* [ATTIVITÀ] Puoi ricopiare alla lettera il passo del testo scelto qui sotto che comincia con "Come sempre, stiamo" e prosegue fino a "di pronto intervento." compreso?

Come sempre, stiamo a chiudere le stalle, dopo la fuga dei buoi: in una Regione commissariata ad aeternum, chi si prendeva la briga di mantenere in piedi e aggiornare costantemente un piano operativo pronto a fronteggiare qualsiasi emergenza sanitaria di carattere epidemiologico? Nessuno, ovviamente e le conseguenze si vedono in queste drammatiche, terribili, settimane: ci sono ancora strutture sanitarie (dello Stato) che sono prive di dispositivi di prevenzione per medici e personale sanitario; sono stati chiusi ospedali mai aperti, messe fuori uso strutture che avrebbero potuto offrire, con le adeguate trasformazioni, posti aggiuntivi di terapia intensiva, assistenza  continua, modalità di pronto intervento.

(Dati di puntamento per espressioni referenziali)
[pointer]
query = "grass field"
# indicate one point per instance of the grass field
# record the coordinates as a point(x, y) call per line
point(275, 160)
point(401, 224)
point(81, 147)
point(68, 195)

* [SOLUZIONE]
Come sempre, stiamo a chiudere le stalle, dopo la fuga dei buoi: in una Regione commissariata ad aeternum, chi si prendeva la briga di mantenere in piedi e aggiornare costantemente un piano operativo pronto a fronteggiare qualsiasi emergenza sanitaria di carattere epidemiologico? Nessuno, ovviamente e le conseguenze si vedono in queste drammatiche, terribili, settimane: ci sono ancora strutture sanitarie (dello Stato) che sono prive di dispositivi di prevenzione per medici e personale sanitario; sono stati chiusi ospedali mai aperti, messe fuori uso strutture che avrebbero potuto offrire, con le adeguate trasformazioni, posti aggiuntivi di terapia intensiva, assistenza  continua, modalità di pronto intervento.